[Opening PROVIDED INFORMATION section]

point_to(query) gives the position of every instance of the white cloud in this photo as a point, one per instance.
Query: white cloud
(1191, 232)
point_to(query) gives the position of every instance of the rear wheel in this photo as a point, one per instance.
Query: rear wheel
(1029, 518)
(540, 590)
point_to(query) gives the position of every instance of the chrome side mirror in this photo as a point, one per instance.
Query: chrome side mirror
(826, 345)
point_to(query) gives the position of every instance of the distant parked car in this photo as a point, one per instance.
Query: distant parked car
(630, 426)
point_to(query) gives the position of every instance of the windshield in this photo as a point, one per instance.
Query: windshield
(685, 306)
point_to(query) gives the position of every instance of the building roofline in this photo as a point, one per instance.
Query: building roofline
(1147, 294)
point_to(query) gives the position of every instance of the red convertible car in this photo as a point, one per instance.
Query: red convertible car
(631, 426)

[Closing PROVIDED INFORMATION section]
[Opening PROVIDED INFORMATION section]

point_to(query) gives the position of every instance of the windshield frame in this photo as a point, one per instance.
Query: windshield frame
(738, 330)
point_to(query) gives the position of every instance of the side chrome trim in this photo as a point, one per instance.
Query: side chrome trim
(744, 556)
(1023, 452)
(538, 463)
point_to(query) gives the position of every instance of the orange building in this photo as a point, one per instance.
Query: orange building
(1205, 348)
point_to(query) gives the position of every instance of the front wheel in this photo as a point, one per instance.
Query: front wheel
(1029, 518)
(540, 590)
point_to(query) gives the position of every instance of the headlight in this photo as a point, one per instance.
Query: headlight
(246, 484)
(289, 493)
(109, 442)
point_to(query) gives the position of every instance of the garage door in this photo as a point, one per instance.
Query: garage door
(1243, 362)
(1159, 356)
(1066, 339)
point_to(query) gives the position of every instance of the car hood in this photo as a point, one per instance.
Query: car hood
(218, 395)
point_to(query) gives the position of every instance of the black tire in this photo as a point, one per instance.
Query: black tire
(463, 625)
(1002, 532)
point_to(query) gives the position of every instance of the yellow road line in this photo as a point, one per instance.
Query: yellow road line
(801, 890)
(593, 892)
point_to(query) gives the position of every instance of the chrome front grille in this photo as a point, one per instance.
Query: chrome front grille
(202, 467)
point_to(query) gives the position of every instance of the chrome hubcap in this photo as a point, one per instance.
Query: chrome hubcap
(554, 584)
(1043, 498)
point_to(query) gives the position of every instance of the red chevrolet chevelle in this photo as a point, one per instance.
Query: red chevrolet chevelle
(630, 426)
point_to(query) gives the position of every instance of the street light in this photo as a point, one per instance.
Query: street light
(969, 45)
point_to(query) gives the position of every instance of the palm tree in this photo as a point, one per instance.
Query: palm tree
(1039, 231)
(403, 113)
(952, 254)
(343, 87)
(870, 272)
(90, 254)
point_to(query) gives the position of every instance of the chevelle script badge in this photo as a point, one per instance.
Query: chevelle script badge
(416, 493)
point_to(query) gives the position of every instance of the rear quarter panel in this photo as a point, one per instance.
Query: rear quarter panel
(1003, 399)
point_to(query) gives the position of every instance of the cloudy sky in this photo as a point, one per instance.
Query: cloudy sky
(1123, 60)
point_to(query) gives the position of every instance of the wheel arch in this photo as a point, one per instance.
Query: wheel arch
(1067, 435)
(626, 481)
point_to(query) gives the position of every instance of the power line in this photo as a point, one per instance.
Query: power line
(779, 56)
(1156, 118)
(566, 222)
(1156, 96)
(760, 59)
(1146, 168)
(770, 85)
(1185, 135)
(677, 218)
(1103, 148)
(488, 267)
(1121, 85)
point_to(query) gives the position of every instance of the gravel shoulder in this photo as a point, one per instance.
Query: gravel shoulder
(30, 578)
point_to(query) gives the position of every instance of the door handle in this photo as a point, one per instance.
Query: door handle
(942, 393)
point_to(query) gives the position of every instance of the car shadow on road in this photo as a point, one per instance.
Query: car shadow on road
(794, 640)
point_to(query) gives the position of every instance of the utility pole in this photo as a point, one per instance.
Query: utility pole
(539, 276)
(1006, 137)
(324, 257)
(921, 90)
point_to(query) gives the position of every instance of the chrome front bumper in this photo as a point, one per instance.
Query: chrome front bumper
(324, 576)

[Closing PROVIDED INFORMATION section]

• [ACTIVITY]: Once the line with "Query: garage door" is found in the records above, print exactly that line and every line after it through the line with "of the chevelle".

• [WRITTEN RESPONSE]:
Query: garage door
(1243, 362)
(1159, 356)
(1066, 339)
point_to(query) gives the position of every instance of the car hood in this photo as a point, one per instance.
Query: car hood
(218, 395)
point_to(query) gives the position of every instance of the black tire in this photo as a point, one per instance.
Query: black tire
(463, 625)
(1002, 532)
point_to(query) gives the position of every instance of the yellow road line in this photo as a point, one per instance.
Query: yellow road line
(801, 890)
(593, 892)
point_to(query) gives the position of every instance of the chrome front grille in this photo as a point, one per instance.
Query: chrome front grille
(202, 467)
point_to(query) gives the position of every instance of the chrome hubcap in this photo as a point, one per instance.
Query: chrome hubcap
(554, 584)
(1043, 498)
point_to(query) gives the position of every instance of the red chevrolet chevelle in this photo as a point, one per instance.
Query: red chevrolet chevelle
(630, 426)
point_to(query) gives the position of every instance of the street light in this photo as a point, one per instance.
Query: street light
(969, 45)
point_to(query) gives the position of every instance of the palm tree in this photo as a point, one per instance.
Query: palm tree
(1039, 231)
(403, 113)
(952, 254)
(343, 87)
(870, 272)
(90, 254)
point_to(query) gives the position of every instance of the chevelle script badge in this photo as a point, one per instance.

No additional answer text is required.